→ **WORK INSTRUCTION 1**:
Answer these from the blog post below, one line each:
(a) In which decade does the blog post say collectivist thinking dominated?
(b) Which newspaper ran the story about the youth in Cuba?
(c) According to the blog post, what did Hayek make clear that cultural evolution does not advance along?
→ **WORK INSTRUCTION 2**: Please print the part of the blog post below starting with "March 6, 2008" and going on through "couple generations ago.".
→ **WORK INSTRUCTION 3**: List every modern technology that the blog post below names as empowering today's youth.

→ **PASSAGE SHOWN**:
Is freedom inevitable?
March 6, 2008 by elcap
In the 1940s collectivist thinking dominated. The belief was that humans can create a better world by using our intellect and reason to plan for economic and social success, and who better to draw up those plans than the best and brightest around?
As appealing as the idea was to the youth of the post-World War era, their grandchildren live in a completely different world. Modern technologies such as portable laptops, the Internet and digital cameras empower today’s youth to a level unimaginable just a couple generations ago.
Will technology sweep the intellectual appeal of collectivism into the dustbin of history? And will the average person’s access to technology make it impossible for collectivism to succeed in practice?
Today the New York Times has a wonderful story about the youth in Cuba:
A growing underground network of young people armed with computer memory sticks, digital cameras and clandestine Internet hookups has been mounting some challenges to the Cuban government in recent months, spreading news that the official state media try to suppress.
Now that we can watch the watchers, how will this affect the government’s ability to control information, ideas, knowledge and people? Are the days of total state control coming to an end?
Of course the future is not set in stone. Hayek made it clear that cultural evolution — like biological evolution — does not advance along a predetermined path. I do not mean to fall for the Marxist fallacy that humans will inevitably progress to a certain stage that happens to coincide with my favored political and economic views.
So, perhaps I should rephrase the initial question: Is collectivism doomed?

In fact, I do believe that freedom is inevitable. Have you ever read Douglas Adams? I think I’ll post about it on my blog.
Besides positing that evolution and innovation cannot happen best when planned, Hayek also speculates that freedom’s successes may be their actual undoing. Once society gets to a point of success, people get restless for all problems to be solved, and begin to reverse liberty in order to plan a faster way to prosperity. Our complex world does not need planning, but rather markets to decentralize decision-making and allow us to try out as many solutions as we can. Unfortunately, the more complex our world is, the more the statists will contend that we need a plan to steer it in the right direction.
I don’t think that freedom is inevitable–nothing is–which is why it’s important that we work to advance it.

→ **STORED DATA**:
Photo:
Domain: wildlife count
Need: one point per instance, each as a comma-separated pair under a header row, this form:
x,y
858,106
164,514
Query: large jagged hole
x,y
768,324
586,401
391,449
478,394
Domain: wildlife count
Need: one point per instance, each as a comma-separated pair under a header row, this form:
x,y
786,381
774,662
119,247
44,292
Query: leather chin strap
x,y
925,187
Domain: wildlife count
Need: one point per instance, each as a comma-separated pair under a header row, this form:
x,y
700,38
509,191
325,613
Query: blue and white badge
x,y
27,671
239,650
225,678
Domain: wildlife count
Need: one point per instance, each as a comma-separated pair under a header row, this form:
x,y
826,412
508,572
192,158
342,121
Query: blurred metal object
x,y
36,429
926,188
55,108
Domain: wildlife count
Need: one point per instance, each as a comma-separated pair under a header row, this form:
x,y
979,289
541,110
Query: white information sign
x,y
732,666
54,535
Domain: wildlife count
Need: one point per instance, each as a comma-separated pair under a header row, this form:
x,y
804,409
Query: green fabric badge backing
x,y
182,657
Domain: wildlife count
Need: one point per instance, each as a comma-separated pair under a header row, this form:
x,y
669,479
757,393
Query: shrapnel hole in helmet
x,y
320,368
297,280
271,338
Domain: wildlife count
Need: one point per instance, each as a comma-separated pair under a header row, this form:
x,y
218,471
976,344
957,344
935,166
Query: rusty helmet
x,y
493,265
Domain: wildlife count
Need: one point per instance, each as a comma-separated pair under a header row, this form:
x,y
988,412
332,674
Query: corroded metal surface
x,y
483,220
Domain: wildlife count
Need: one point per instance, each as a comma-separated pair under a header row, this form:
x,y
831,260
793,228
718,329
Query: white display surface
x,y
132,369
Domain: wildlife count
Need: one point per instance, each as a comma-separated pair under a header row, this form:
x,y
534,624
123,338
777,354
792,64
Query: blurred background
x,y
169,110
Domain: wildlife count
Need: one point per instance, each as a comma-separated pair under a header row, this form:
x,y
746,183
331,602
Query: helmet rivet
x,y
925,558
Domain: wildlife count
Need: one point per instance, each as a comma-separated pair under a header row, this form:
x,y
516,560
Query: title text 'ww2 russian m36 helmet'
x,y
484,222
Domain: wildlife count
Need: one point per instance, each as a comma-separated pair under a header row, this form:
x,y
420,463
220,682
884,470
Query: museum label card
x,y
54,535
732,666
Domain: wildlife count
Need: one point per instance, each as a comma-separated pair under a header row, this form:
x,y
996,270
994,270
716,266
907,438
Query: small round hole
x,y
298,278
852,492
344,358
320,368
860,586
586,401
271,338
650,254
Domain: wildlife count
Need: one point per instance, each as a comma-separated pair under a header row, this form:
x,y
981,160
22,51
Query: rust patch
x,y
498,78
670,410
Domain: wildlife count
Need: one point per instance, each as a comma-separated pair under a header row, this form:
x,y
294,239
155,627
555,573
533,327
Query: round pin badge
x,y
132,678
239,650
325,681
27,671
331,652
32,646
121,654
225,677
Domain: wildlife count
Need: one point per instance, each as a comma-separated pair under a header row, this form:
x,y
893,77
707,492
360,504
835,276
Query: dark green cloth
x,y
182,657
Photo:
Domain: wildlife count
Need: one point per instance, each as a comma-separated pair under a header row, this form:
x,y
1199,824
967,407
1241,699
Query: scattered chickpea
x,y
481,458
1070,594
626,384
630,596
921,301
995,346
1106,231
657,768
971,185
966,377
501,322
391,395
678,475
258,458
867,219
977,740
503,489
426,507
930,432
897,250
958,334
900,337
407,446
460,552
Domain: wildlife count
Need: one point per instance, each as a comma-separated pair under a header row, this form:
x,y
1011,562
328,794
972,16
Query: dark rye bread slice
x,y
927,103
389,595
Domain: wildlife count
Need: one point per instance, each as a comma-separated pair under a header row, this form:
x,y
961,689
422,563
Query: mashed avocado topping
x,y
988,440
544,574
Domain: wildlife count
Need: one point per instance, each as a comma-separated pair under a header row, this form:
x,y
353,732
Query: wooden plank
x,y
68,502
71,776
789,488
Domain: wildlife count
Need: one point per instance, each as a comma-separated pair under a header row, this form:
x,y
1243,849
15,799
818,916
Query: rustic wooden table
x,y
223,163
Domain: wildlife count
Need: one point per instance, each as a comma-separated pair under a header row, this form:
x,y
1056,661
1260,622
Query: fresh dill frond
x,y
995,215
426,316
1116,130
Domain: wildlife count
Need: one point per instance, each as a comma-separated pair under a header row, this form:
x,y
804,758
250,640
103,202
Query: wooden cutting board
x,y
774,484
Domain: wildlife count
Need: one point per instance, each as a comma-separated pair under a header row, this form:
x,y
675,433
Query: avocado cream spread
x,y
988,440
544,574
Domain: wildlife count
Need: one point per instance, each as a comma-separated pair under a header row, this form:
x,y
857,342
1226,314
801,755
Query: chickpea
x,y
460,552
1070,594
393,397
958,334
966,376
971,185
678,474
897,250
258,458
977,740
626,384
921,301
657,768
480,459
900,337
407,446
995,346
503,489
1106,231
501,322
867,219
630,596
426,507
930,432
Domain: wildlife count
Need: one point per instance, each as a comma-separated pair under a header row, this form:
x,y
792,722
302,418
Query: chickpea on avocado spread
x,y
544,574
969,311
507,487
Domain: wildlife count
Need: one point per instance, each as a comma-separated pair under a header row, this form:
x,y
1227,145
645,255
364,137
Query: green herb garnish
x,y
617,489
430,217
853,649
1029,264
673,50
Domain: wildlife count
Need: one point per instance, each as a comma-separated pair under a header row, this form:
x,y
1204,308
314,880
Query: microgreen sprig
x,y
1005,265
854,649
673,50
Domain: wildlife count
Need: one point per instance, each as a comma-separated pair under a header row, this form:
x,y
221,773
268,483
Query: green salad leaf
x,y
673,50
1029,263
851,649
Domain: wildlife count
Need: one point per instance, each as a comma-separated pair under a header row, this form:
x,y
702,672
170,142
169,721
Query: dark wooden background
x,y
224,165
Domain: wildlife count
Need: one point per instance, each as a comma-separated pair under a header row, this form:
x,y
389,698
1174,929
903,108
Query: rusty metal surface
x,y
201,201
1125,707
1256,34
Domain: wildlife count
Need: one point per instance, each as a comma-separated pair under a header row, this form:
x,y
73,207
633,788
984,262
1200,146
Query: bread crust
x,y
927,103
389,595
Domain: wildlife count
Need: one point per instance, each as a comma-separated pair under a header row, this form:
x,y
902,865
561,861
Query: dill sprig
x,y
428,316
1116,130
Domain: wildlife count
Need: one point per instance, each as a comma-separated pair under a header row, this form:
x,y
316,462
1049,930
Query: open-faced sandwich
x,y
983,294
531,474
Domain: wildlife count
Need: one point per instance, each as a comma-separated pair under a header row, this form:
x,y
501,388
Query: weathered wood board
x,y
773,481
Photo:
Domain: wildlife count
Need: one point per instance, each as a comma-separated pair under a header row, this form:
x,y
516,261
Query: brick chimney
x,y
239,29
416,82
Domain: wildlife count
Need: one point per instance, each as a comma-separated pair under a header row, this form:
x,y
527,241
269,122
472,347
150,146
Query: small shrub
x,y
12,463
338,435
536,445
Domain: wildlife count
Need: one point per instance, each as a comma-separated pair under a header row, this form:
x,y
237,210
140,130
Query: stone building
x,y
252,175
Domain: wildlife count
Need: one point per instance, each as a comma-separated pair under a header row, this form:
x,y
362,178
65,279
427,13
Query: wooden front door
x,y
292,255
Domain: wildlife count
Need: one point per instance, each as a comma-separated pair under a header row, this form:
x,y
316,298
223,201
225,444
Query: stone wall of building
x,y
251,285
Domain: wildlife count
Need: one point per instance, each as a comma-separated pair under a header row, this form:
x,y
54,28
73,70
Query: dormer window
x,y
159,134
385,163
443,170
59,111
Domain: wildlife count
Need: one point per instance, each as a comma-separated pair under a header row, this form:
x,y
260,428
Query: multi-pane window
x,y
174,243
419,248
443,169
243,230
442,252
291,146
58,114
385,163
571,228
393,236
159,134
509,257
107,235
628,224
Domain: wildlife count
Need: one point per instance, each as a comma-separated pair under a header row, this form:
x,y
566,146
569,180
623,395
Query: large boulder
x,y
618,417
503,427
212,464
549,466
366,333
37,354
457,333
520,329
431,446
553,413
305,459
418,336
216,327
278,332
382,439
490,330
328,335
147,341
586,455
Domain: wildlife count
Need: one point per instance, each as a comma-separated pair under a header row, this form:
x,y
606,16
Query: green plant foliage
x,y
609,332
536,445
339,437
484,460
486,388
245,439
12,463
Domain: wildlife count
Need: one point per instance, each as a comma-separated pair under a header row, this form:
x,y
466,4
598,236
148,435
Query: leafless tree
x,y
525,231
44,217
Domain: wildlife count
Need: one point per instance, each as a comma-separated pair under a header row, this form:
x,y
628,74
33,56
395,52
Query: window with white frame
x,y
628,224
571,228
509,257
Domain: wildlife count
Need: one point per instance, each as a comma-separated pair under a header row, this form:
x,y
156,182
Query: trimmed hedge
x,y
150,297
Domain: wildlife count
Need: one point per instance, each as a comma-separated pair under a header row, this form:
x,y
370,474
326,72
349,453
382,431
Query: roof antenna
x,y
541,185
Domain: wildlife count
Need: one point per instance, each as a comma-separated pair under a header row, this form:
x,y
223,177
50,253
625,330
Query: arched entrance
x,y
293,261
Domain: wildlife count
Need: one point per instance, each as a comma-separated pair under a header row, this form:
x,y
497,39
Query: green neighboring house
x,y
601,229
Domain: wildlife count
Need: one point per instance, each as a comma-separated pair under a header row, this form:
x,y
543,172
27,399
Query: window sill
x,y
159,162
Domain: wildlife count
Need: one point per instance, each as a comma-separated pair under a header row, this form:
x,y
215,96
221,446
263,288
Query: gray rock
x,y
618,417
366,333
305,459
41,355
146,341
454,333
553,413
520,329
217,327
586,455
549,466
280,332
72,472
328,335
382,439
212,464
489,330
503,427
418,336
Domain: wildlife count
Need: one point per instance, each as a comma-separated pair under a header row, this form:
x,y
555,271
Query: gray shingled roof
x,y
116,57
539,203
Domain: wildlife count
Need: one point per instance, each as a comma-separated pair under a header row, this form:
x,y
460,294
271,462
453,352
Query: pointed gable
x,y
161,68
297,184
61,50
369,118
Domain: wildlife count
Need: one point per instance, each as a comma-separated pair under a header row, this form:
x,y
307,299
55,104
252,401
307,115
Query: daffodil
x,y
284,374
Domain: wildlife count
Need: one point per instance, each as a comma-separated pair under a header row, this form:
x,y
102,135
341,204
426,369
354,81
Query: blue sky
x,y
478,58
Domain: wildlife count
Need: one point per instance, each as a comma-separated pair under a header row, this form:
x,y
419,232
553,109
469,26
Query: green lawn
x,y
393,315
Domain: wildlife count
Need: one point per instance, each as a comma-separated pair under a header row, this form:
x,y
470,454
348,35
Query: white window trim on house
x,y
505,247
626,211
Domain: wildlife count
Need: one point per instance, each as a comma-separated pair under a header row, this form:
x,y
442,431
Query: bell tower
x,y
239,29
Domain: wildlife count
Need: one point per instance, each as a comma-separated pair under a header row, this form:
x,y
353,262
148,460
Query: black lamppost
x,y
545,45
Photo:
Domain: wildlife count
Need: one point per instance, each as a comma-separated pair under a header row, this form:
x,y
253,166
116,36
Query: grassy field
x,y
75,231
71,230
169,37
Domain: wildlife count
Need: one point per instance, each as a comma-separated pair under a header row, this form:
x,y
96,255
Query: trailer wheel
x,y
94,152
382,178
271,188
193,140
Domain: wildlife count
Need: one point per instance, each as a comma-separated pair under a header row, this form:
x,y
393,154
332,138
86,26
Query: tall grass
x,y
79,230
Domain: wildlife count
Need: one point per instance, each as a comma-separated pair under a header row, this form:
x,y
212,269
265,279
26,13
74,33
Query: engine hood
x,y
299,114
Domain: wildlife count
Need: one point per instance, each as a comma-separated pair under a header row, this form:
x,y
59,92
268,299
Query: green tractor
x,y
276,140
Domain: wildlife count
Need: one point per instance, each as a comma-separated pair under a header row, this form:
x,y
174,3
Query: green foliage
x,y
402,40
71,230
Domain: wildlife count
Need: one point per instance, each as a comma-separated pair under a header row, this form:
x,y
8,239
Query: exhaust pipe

→ **WRITTEN REPLY 1**:
(a) The 1940s.
(b) The New York Times.
(c) A predetermined path.

→ **WRITTEN REPLY 2**:
March 6, 2008 by elcap
In the 1940s collectivist thinking dominated. The belief was that humans can create a better world by using our intellect and reason to plan for economic and social success, and who better to draw up those plans than the best and brightest around?
As appealing as the idea was to the youth of the post-World War era, their grandchildren live in a completely different world. Modern technologies such as portable laptops, the Internet and digital cameras empower today’s youth to a level unimaginable just a couple generations ago.

→ **WRITTEN REPLY 3**:
- portable laptops
- the Internet
- digital cameras